Excerpts from a dataset on pointing at objects
◆ ◆ ◆
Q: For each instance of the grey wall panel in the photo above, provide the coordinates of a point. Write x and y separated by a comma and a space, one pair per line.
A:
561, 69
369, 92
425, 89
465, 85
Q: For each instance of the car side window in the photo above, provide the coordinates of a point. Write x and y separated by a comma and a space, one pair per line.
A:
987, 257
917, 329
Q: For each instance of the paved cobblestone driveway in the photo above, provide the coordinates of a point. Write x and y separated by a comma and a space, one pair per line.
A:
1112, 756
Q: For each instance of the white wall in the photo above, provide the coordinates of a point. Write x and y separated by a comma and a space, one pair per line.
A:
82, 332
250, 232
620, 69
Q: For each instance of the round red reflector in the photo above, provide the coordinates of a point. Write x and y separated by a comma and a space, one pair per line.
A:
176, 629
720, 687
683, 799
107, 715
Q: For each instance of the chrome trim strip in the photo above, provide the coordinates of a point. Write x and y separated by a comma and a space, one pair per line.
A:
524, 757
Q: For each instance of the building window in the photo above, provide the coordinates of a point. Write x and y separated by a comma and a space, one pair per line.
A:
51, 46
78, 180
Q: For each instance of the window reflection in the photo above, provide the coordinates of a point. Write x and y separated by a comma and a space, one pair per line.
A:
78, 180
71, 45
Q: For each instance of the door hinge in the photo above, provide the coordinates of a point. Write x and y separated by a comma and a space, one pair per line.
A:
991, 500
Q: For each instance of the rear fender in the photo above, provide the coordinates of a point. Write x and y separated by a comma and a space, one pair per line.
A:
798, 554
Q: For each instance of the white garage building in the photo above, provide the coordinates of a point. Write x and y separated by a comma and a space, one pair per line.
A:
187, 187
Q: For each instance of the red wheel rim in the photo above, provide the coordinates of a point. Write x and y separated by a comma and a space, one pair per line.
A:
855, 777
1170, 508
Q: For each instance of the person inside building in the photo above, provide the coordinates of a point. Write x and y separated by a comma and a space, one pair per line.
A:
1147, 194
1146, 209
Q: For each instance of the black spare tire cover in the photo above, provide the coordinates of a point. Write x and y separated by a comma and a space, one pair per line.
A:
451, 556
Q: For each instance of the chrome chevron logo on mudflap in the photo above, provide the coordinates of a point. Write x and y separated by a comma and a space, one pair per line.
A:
◆ ◆ ◆
PROBLEM DETAILS:
Rewrite every line of the records above as a numbered list, leaving out any blank lines.

COMPLETE OUTPUT:
1. Q: For each instance of the grey wall panel in the photo above, provide the coordinates of a point. Write x and y separated by a comma and a space, one pair per line.
2. A:
3. 561, 69
4. 369, 92
5. 425, 89
6. 465, 85
7. Q: For each instance of the car side window in the photo above, provide the coordinates of a point. Write x and y separated by a comma and a space, one pair per line.
8. A:
9. 987, 257
10. 917, 329
11. Q: For each instance of the paved cobblestone driveway in the photo above, provide the coordinates of a point. Write x and y separated by a comma and a space, one pair per line.
12. A:
13. 1112, 756
14. Q: For each instance of the white wall in the photo above, provide the coordinates of a point. Write x and y separated by a comma and a space, one pair per line.
15. A:
16. 82, 332
17. 250, 232
18. 620, 69
19. Q: For each instance of the round red reflector in the photo above, provide the coordinates of a point. Write x and y separated by a comma and a space, one pair per line.
20. A:
21. 176, 629
22. 720, 687
23. 683, 799
24. 107, 715
25. Q: For each instance of the chrome trim strip in the photo above, provide the coordinates of a point. Write x and y separated by a comma and a space, one pair per line.
26. A:
27. 524, 757
28. Q: For each instance of the building window in the photo above, provide the coordinates of a point. Write x and y separated by a comma and a space, one pair per line.
29. A:
30. 51, 46
31. 78, 180
32. Q: For each instance of the window reflection in the photo above, provide the coordinates of a point. Write x and y separated by a comma and a space, one pair per line.
33. A:
34. 78, 180
35. 71, 45
36. Q: For each instance of the door hinge in the photo above, provide the coordinates of a point. Write x and y separated by a comma and a space, one pair per line.
37. A:
38. 991, 500
39. Q: For each instance of the rear fender in the photo above, provide the coordinates of a point. Write x and y separated by a comma and a space, one pair per line.
40. A:
41. 798, 554
42. Q: For each instance of the white garage building in the photo above, provide the coordinates of a point. Write x and y separated by a comma and a space, one pair per line.
43. A:
44. 187, 187
45. Q: For each instance of the red wheel rim in the photo above, provide the coordinates of a point. Write x and y separated by a comma and a space, one pair per line.
46. A:
47. 855, 777
48. 1170, 508
49. Q: For each instance of the person inside building in the photo above, provide the coordinates of a point. Write x and y separated by a comma and a space, one pair per line.
50. A:
51. 1147, 194
52. 1146, 209
53. Q: For each instance of the black spare tire cover in the photo above, provide the coordinates of a point. Write x and y separated by a comma and a space, one pair per line.
54. A:
55. 451, 556
56. Q: For each instance of the chrome chevron logo on mudflap in the photo above, provide the coordinates of a point. Write x and y separated by a comma and a space, one pair per line.
57. A:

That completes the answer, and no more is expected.